** start **
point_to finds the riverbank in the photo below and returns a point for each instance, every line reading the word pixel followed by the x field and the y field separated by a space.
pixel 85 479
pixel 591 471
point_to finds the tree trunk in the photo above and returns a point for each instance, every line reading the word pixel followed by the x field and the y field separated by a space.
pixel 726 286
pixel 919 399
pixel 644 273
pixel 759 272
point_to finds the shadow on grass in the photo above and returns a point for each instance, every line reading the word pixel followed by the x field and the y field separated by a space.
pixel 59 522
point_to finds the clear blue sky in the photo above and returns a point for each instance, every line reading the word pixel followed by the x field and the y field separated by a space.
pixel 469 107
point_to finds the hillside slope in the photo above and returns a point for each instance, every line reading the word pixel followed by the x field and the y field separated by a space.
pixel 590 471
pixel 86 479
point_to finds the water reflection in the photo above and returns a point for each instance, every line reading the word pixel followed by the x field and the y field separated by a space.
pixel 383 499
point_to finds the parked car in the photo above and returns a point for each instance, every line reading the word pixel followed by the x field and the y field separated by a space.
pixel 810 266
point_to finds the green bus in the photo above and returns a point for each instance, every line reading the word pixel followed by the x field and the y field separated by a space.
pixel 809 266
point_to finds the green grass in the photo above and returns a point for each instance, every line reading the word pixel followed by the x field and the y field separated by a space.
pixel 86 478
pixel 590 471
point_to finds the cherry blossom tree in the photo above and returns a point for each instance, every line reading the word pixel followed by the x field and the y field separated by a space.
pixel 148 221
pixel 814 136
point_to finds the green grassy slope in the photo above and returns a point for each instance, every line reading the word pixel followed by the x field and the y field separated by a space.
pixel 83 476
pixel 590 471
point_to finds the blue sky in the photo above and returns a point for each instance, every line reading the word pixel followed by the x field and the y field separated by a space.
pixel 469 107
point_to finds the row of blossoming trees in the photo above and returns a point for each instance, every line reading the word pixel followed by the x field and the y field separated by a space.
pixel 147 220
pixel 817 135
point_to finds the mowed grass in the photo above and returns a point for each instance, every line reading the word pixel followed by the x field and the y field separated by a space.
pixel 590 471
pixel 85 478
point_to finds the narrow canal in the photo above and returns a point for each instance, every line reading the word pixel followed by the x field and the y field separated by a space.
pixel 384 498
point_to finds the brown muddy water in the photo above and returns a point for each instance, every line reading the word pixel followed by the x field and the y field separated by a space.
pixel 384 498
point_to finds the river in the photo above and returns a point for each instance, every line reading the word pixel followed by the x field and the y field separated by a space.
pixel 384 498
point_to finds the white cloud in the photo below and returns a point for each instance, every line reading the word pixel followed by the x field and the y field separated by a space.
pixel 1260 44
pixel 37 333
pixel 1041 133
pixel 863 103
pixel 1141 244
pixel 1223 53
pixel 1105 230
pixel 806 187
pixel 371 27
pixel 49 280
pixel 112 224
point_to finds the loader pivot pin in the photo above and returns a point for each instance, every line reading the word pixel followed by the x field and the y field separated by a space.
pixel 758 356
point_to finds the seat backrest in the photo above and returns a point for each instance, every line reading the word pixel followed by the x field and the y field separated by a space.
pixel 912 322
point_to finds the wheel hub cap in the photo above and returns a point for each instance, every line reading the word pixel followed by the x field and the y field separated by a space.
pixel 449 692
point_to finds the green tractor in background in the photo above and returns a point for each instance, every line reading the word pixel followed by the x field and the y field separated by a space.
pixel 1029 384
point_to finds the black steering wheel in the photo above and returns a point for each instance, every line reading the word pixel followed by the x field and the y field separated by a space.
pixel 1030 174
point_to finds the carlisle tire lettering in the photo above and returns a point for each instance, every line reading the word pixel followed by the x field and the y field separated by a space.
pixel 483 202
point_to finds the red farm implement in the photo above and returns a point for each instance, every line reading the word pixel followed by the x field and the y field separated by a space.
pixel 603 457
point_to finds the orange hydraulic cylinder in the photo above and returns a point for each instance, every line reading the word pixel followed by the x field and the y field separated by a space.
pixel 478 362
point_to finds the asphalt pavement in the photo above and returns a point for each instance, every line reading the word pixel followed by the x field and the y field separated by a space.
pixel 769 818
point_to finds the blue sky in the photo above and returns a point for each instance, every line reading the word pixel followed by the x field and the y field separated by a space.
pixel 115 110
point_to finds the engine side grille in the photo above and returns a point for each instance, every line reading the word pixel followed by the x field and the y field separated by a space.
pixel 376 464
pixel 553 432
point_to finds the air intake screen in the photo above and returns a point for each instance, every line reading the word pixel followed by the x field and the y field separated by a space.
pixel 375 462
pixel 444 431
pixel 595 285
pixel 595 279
** end **
=== Job ===
Shift each x and y coordinate up by 35 as you rewrite every line in the stretch from the line containing "point_to finds the seat" through the line containing "pixel 483 202". Include both end lines and leave all other text as it is.

=== Answer to the problem ===
point_to finds the seat backrest in the photo above and returns a point for each instance, every line reading the word pixel followed by the x field and the y field separated by a space.
pixel 947 357
point_to finds the wheel hub cap in the photo above and returns a point for each instance, every line reading the word pixel followed by the x field and the y field separated by a space.
pixel 484 727
point_to finds the green tractor in background in the photo above and returns a point for each instance, every line reading the word pixel followed by the x field and the y field separated by a space.
pixel 1064 419
point_to finds the black steering wheel in the photo above and returns a point for each instance, every line reading the word pixel followed by the x field and the y field separated by a space.
pixel 1065 209
point_to finds the carlisle tire lettering in the photo above and returns a point for each instance, every line reading the word pixel followed by the x field and the y field separated by a space.
pixel 518 237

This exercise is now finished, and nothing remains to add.